本文 ->
■ ■ ■
エルケ・マーヘーファー&ミハイル・リロフ監督短編2作。『シェープ・シフティング』における焼畑の火焔と黒灰とが見せる変容、『土、習慣、植物』の土くれに近接するボケ映像。感受性へのアクセスに関連し、意識ではなくいかに意志するかが政治的には重要、というリロフの製作を巡る言葉を反芻する。前提こそ逆手に看取れ。
https://twitter.com/pherim/status/1058583077193113600
『ジャン・ブリカールの道程』 "Itineraire de Jean Bricard"
ストローブ=ユイレ最後の作。ロワール河を下る船からコトン島を撮る映像が水平に流れ続け、生涯この地に生きたブリカールによるナチスの虐殺を巡る回想語りがそこに重なる。樹木と水と空、痕跡が見当たらない風景それ自体の訴求力を想う。
https://twitter.com/pherim/status/1060562205417005058
『湖の人びと』 "Gens du Lac"
ストローブ84歳の作('17)。舷側に腰かける男が、スイス人作家Janine Massardの同題小説を朗読する。当地の過去を語る声の他は、長閑な湖面のみが終幕の転回まで映される。レマン湖の“風光”は、そのようにして異化され抵抗される。『ジャン・ブリカールの道程』から十年の余韻。
■ ■ ■
小問 -> 本文のうち「エルケ・マーヘーファー&ミハ」で始まり「する。前提こそ逆手に看取れ。」まで続く箇所を、一字も変えずに書き出すこと。
■ ■ ■
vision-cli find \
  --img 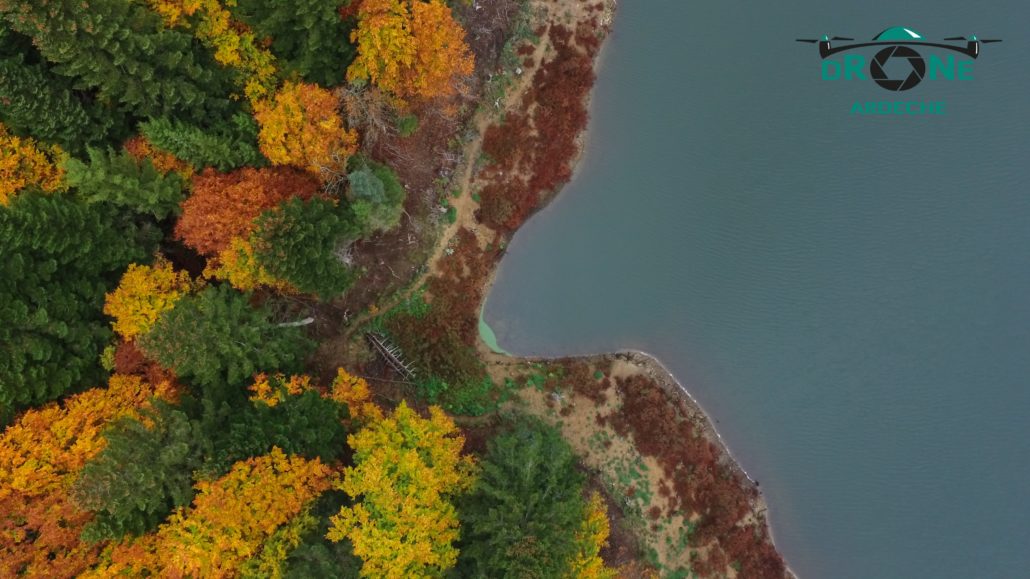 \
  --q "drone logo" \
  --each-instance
[797,26,1001,92]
■ ■ ■
結果 ->
エルケ・マーヘーファー&ミハイル・リロフ監督短編2作。『シェープ・シフティング』における焼畑の火焔と黒灰とが見せる変容、『土、習慣、植物』の土くれに近接するボケ映像。感受性へのアクセスに関連し、意識ではなくいかに意志するかが政治的には重要、というリロフの製作を巡る言葉を反芻する。前提こそ逆手に看取れ。